__Text provided__
[Start]

An alternative to going to camp. Previewing VMWare's Fusion
Apple's re-invigorated assault on the home network market has been partly thanks to its migration to Intel processors. With that move complete comes the opportunity to run Microsoft Windows on hardware that’s very close to that of a so-called "Wintel" PC. Following the work of some enterprising hackers, Apple released a beta product that supports dual booted systems called Boot Camp.
There are a number of reasons one might want to run both environments: fans of Apple’s designs who run Windows for a living; those who like the lifestyle applications on a Mac but need to run certain Microsoft applications; or creative types who use Macs, but have previously been forced to have a PC sitting in the corner of the office to talk to certain clients. All might welcome the opportunity to take the best of both worlds and run them side by side.
One alternative to Boot Camp that’s been available for some time is the virtualisation product Parallels, which allows you to run Windows and Mac OSX simultaneously without shutting down and rebooting. There may be some compromises, such as USB 2 support, and it will be somewhat slower because the horsepower is shared between the two environments, but with dual core processors around 2 Gigahertz and 2 gigabytes of RAM there’s speed to spare.

[End]

__Prompt 1__
In the Fusion preview, what is the name of the beta product Apple released to support dual booted systems?
__Prompt 2__
Print, word for word, the part of the Fusion preview that opens with the words containing "An alternative to" and closes with "called Boot Camp.".
The records play no part in the tasks.

__Record list__
[Start]

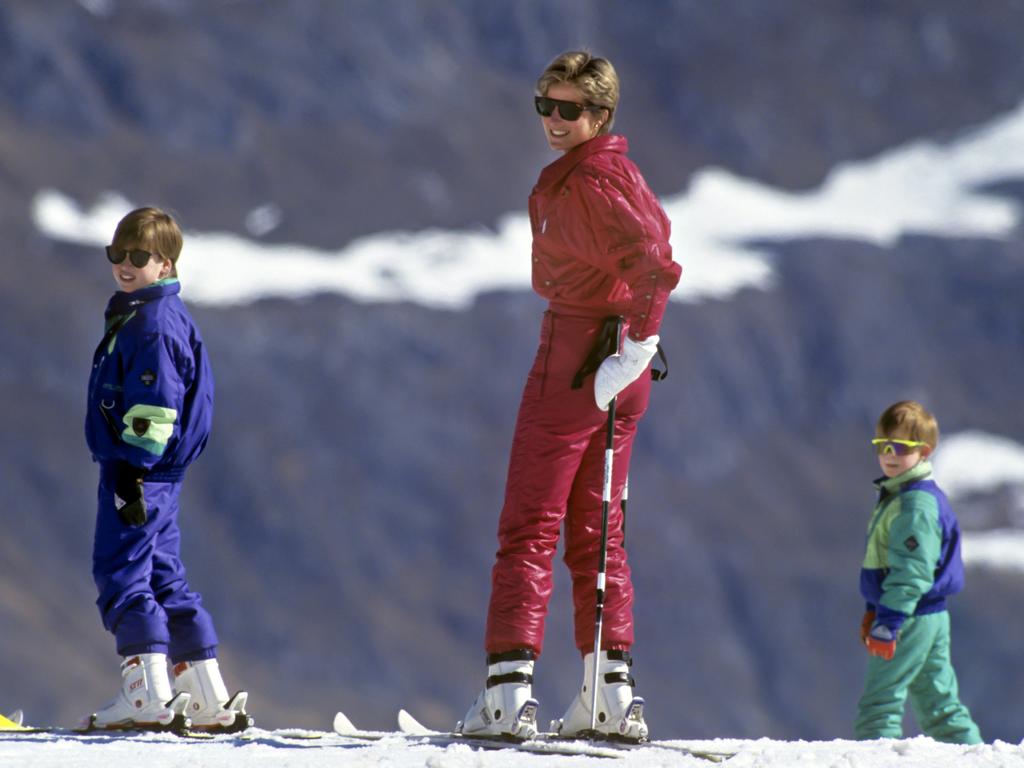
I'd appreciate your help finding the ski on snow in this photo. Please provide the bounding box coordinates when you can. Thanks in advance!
[0,694,253,739]
[334,710,732,763]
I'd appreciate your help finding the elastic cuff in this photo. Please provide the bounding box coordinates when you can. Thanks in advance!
[171,645,217,664]
[118,643,167,656]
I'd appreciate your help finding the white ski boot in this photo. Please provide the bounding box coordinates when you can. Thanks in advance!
[551,650,647,741]
[174,658,252,731]
[455,648,537,740]
[85,653,188,730]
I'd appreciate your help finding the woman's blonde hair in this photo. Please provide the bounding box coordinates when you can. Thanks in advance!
[874,400,939,451]
[537,50,618,133]
[111,208,183,276]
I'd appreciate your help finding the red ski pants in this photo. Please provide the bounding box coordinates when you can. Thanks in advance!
[484,310,651,653]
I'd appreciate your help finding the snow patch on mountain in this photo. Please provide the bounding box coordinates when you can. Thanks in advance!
[33,99,1024,310]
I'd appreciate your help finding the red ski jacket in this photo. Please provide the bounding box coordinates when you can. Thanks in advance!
[529,134,682,340]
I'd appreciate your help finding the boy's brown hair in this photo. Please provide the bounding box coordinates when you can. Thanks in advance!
[537,50,618,134]
[874,400,939,451]
[111,207,184,276]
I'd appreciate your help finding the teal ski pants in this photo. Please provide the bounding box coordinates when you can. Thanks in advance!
[854,610,981,744]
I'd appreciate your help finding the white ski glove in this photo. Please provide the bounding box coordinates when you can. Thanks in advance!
[594,336,658,411]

[End]

__Complete output 1__
Boot Camp.

__Complete output 2__
An alternative to going to camp. Previewing VMWare's Fusion
Apple's re-invigorated assault on the home network market has been partly thanks to its migration to Intel processors. With that move complete comes the opportunity to run Microsoft Windows on hardware that’s very close to that of a so-called "Wintel" PC. Following the work of some enterprising hackers, Apple released a beta product that supports dual booted systems called Boot Camp.